Exercices à réaliser:
1. Selon la notice sur Transmission#1, dans le cadre de quelle émission les interviews de cette série de livres ont-elles été réalisées ?
2. Reproduisez à l'identique le passage de la notice sur Transmission#1 qui s'ouvre sur les mots contenant "Transmission#1 est le" et se clôt sur "pratiques et théoriques.".
3. Poursuivez la notice sur Transmission#1 à partir de sa dernière phrase.

Extrait du document:
==============================

Andrea BRANZI.Transmission#1, Paris-Saint-Étienne, Les éditions de l'amateur, La Cité du Design, Interview avec Catherine Geel, 2006.

Transmission#1 est le premier volet d'une série de livres retranscrivant des interviews dans le cadre de l'émission À voix nue réalisée par France Culture. Ce livre retranscrit l'interview de l'architecte et designer florentin Andrea Branzi. Au-delà de la rétrospection succincte de la vie et du travail du designer, l'interview tente de montrer comment les réflexions du designer et théoricien se répondent au travers des considérations historiques, philosophiques et pratiques et théoriques.

==============================

(Entrées d'un jeu d'annotations par points)
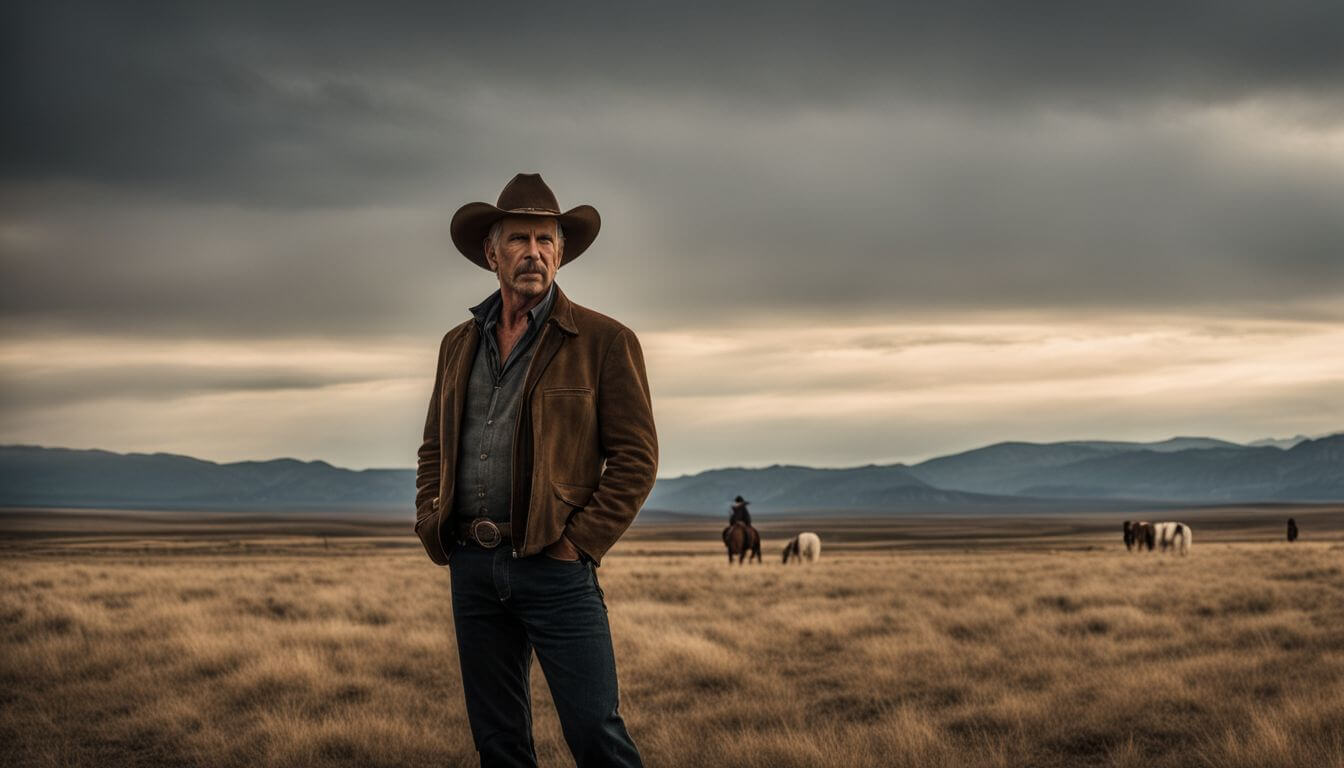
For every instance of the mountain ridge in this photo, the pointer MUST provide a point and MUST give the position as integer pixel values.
(1195, 470)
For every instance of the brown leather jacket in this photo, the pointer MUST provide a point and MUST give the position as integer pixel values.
(585, 451)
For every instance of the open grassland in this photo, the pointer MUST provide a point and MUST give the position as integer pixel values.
(910, 643)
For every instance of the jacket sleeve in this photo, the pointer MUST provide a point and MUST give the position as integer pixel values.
(629, 444)
(428, 464)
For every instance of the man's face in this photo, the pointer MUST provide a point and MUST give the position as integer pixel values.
(527, 254)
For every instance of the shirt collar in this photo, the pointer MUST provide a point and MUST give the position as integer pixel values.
(488, 312)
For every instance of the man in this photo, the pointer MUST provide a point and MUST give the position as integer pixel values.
(539, 449)
(739, 511)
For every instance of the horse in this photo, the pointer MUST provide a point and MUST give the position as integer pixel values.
(1140, 534)
(742, 538)
(805, 546)
(1172, 535)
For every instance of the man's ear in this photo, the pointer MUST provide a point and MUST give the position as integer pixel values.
(489, 254)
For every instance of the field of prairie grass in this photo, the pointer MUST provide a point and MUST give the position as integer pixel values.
(901, 647)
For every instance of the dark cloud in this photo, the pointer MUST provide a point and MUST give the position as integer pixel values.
(260, 170)
(39, 388)
(320, 102)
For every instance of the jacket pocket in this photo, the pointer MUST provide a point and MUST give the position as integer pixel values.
(571, 494)
(567, 390)
(426, 527)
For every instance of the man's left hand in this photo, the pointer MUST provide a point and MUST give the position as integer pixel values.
(562, 549)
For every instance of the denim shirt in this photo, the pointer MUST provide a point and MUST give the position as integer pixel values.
(489, 414)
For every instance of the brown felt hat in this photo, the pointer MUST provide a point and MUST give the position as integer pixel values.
(526, 195)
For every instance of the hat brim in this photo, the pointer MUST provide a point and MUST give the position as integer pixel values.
(473, 221)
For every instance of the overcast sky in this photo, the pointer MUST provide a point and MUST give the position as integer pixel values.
(843, 234)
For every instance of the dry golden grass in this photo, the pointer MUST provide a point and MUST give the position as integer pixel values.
(277, 653)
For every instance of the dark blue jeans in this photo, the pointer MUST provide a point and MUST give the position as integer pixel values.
(503, 609)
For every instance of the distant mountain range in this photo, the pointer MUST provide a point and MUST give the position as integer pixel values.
(1192, 470)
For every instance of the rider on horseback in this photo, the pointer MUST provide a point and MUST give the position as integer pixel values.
(739, 511)
(751, 540)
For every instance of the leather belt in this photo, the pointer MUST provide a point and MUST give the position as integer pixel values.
(484, 531)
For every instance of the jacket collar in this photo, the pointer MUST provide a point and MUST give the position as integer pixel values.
(561, 311)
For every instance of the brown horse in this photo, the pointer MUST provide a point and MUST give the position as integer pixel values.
(741, 538)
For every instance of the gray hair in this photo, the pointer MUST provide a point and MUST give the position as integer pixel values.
(497, 232)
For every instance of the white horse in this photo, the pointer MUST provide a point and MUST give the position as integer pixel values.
(1172, 535)
(803, 548)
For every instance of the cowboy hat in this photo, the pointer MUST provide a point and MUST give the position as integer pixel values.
(526, 195)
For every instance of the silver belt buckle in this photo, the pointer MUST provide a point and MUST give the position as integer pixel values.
(485, 533)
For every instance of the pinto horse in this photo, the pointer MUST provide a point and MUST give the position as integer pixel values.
(1139, 535)
(742, 538)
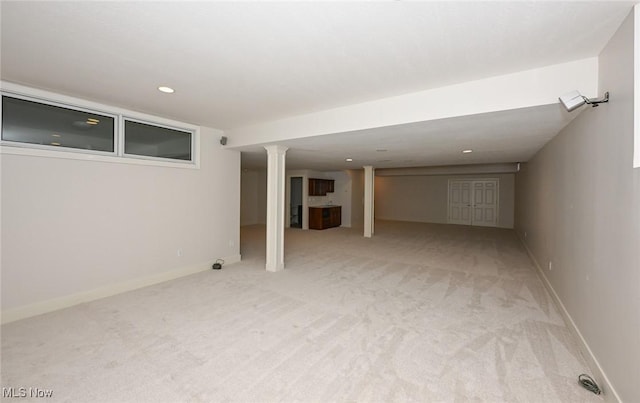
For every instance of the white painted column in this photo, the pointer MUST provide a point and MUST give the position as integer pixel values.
(368, 201)
(275, 207)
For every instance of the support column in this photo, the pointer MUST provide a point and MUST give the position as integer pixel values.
(275, 207)
(368, 201)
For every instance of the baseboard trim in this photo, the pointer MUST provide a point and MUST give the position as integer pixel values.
(54, 304)
(608, 392)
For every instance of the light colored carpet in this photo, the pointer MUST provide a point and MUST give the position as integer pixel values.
(421, 312)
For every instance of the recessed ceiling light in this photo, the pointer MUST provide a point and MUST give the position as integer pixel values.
(168, 90)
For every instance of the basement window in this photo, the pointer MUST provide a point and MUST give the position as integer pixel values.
(150, 140)
(50, 126)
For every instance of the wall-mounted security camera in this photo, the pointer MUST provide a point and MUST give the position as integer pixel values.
(573, 100)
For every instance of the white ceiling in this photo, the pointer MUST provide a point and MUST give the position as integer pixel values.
(239, 63)
(507, 136)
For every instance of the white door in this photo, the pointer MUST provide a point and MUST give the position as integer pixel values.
(473, 202)
(460, 202)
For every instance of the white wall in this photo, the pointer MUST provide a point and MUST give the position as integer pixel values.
(74, 230)
(253, 197)
(357, 197)
(578, 203)
(425, 198)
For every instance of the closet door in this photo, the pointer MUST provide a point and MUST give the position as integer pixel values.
(485, 203)
(460, 202)
(473, 202)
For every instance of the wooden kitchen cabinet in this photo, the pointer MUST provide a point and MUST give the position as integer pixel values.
(324, 217)
(320, 187)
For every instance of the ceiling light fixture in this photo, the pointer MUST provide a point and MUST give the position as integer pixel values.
(573, 100)
(167, 90)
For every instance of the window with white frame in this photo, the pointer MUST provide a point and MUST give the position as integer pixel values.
(34, 123)
(150, 140)
(42, 124)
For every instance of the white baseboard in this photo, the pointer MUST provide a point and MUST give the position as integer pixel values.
(39, 308)
(608, 392)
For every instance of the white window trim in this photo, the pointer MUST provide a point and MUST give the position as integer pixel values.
(119, 114)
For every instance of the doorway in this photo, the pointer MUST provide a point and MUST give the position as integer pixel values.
(295, 203)
(473, 202)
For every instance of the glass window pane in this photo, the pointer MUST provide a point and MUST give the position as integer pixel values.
(155, 141)
(35, 123)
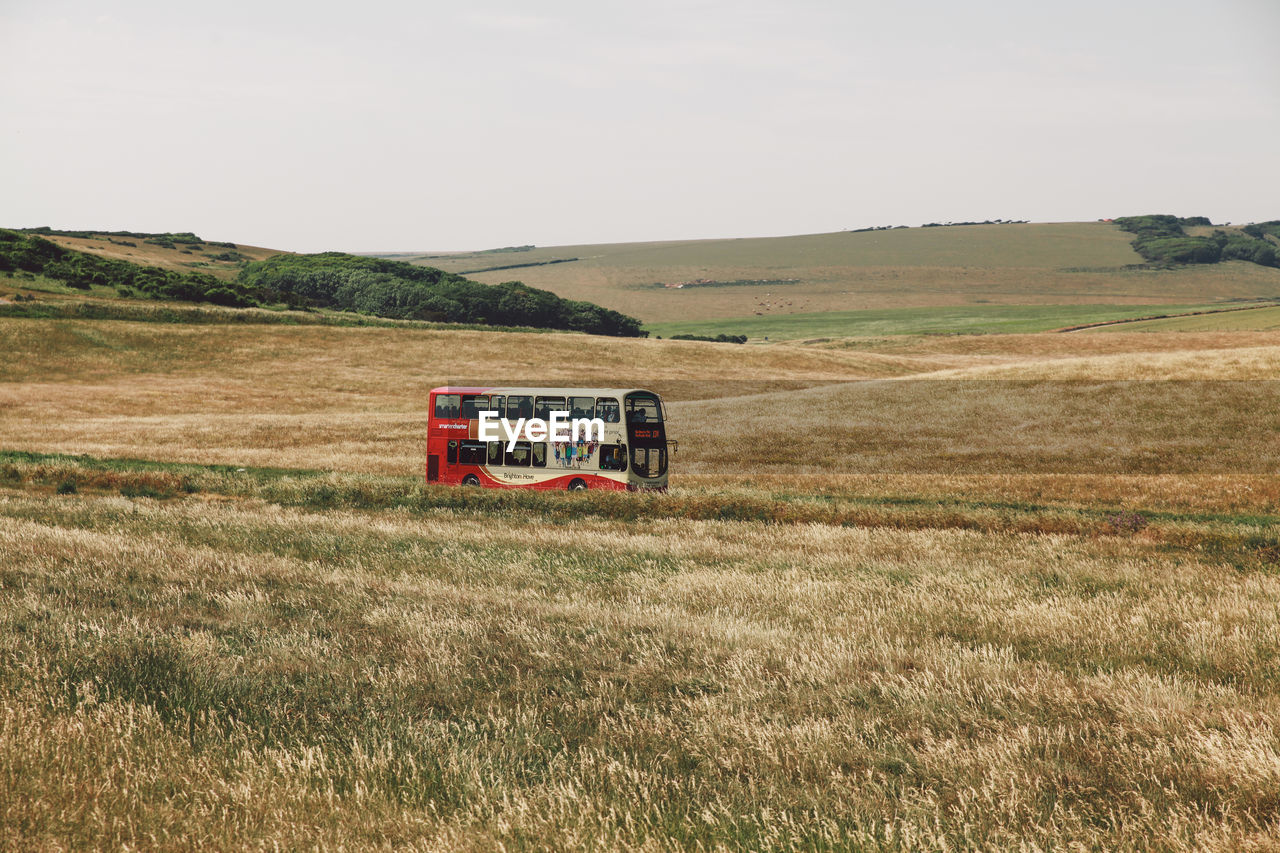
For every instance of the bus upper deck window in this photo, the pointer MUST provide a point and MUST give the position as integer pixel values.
(643, 409)
(520, 406)
(547, 405)
(446, 405)
(472, 405)
(607, 410)
(519, 455)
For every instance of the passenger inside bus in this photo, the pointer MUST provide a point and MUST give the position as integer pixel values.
(607, 410)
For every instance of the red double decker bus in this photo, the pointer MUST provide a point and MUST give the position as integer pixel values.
(627, 448)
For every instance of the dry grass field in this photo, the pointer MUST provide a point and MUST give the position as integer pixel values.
(204, 258)
(906, 592)
(1042, 264)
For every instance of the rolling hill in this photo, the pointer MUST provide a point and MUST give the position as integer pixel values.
(1065, 264)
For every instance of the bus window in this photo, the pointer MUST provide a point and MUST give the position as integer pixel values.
(649, 461)
(446, 405)
(520, 406)
(607, 410)
(613, 457)
(643, 409)
(472, 452)
(520, 455)
(547, 405)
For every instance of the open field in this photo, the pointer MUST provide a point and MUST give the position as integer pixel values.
(906, 592)
(199, 671)
(1040, 264)
(967, 319)
(1260, 319)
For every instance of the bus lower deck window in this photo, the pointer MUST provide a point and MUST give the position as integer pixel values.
(607, 410)
(519, 456)
(446, 405)
(613, 457)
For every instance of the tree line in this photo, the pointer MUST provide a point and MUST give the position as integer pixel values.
(403, 291)
(1162, 240)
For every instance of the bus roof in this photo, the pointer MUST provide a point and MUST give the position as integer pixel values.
(534, 389)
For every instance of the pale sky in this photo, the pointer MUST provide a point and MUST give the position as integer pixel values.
(385, 126)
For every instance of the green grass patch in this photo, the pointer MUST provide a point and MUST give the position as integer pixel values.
(963, 319)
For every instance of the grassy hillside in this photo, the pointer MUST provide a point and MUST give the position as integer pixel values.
(214, 258)
(1262, 318)
(908, 591)
(1008, 264)
(968, 319)
(894, 614)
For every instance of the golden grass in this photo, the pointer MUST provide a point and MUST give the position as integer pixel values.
(1032, 264)
(219, 670)
(195, 674)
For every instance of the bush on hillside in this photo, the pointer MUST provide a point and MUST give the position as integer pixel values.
(83, 270)
(1161, 238)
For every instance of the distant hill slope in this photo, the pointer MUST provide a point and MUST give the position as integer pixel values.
(222, 259)
(1000, 264)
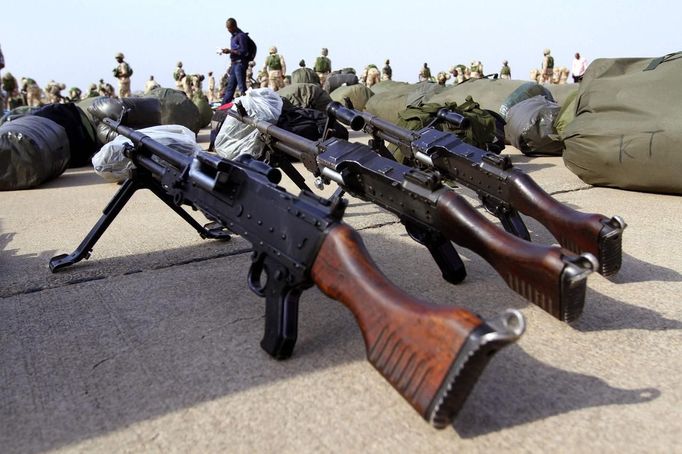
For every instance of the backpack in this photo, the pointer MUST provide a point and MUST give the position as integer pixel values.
(251, 48)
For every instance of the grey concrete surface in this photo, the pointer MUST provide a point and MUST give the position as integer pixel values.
(152, 345)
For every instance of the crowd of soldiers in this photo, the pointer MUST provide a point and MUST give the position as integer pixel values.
(273, 74)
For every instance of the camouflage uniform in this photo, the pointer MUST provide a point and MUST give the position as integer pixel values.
(75, 94)
(211, 87)
(386, 71)
(122, 72)
(178, 76)
(11, 87)
(547, 67)
(150, 85)
(424, 73)
(323, 65)
(505, 71)
(276, 68)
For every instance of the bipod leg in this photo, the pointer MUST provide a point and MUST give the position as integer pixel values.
(442, 251)
(212, 230)
(112, 209)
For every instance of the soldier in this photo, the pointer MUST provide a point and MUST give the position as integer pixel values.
(250, 81)
(75, 94)
(31, 90)
(178, 76)
(92, 91)
(547, 67)
(11, 87)
(54, 92)
(276, 68)
(424, 73)
(386, 71)
(476, 69)
(442, 77)
(151, 85)
(323, 65)
(505, 71)
(373, 75)
(211, 87)
(122, 72)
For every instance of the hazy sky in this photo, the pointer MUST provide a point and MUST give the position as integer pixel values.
(74, 41)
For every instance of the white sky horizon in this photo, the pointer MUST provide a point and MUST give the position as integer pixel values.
(79, 47)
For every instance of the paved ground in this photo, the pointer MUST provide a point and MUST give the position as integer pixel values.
(153, 344)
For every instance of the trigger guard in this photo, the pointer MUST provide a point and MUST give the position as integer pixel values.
(254, 277)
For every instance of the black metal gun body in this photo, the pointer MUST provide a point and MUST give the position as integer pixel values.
(504, 190)
(550, 277)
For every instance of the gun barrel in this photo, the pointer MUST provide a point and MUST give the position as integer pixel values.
(432, 355)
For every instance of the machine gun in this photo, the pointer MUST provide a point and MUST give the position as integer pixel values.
(434, 215)
(432, 355)
(503, 190)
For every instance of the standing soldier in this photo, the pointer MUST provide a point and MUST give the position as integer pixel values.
(11, 87)
(547, 67)
(276, 68)
(150, 85)
(424, 73)
(32, 91)
(178, 76)
(122, 72)
(75, 94)
(211, 87)
(92, 91)
(386, 71)
(323, 65)
(505, 71)
(476, 69)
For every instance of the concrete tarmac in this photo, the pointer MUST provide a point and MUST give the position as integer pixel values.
(152, 345)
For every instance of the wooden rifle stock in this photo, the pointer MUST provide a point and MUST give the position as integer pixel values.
(532, 270)
(432, 355)
(576, 231)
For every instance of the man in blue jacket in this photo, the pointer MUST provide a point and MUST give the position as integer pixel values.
(238, 58)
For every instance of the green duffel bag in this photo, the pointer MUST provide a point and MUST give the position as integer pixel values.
(308, 96)
(489, 94)
(33, 150)
(627, 131)
(358, 94)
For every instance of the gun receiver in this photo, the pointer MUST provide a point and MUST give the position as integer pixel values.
(503, 189)
(431, 354)
(550, 277)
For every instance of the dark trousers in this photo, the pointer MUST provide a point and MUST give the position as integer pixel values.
(237, 77)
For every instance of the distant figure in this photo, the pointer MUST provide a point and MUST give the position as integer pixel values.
(547, 67)
(150, 85)
(75, 94)
(54, 92)
(122, 72)
(239, 52)
(505, 71)
(387, 71)
(276, 68)
(424, 73)
(476, 69)
(579, 67)
(442, 77)
(179, 77)
(11, 87)
(323, 65)
(92, 91)
(373, 75)
(31, 90)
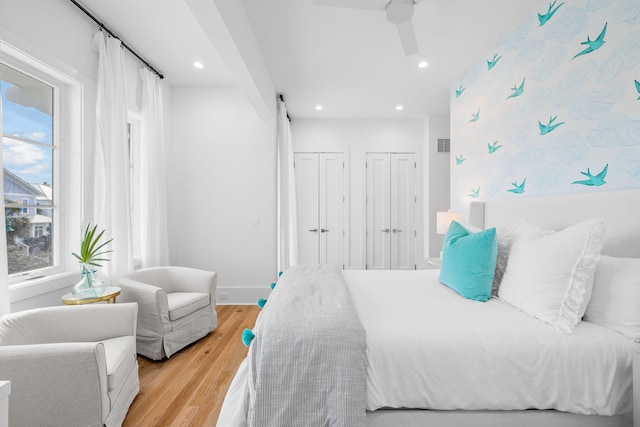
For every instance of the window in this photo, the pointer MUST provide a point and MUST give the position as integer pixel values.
(29, 155)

==============================

Résultats par exercice:
1. Dans le cadre de l'émission À voix nue, réalisée par France Culture.

2.
Transmission#1 est le premier volet d'une série de livres retranscrivant des interviews dans le cadre de l'émission À voix nue réalisée par France Culture. Ce livre retranscrit l'interview de l'architecte et designer florentin Andrea Branzi. Au-delà de la rétrospection succincte de la vie et du travail du designer, l'interview tente de montrer comment les réflexions du designer et théoricien se répondent au travers des considérations historiques, philosophiques et pratiques et théoriques.

3.
Cet ouvrage développe la thèse qu'Andrea Branzi défend tout le long de sa vie, celle d'un « Design autonome ». Il introduit cette notion avec son projet radical, No-Stop City, publié en 1970 dans la revue Casabella. Il met en œuvre l'idée « d'une libération de l'homme dans l'architecture1 ». Dans cette utopie critique, l'objet devient protagoniste plus seulement dans l'espace domestique, mais aussi dans l'espace en général. Il explique ainsi qu'il y a toujours eu deux logiques autonomes qui collaborent constamment : le designer et l'industrie. Il voit le designer comme un collaborateur non homogène de l'industrie. Mais c'est une bonne chose pour Andrea Branzi. Le Designer apporte son intention de changer la société et sa sensibilité au marché ; c'est cet échange entre les deux corps qui est important pour lui. Andrea Branzi se voit lui-même comme un Designer autonome : « Je ne suis ni en marge, ni en opposition. Je travail sûrement pour le monde actuel donc l'industrie est là, mais si l'industrie n'est pas intéressée c'est son problème2. »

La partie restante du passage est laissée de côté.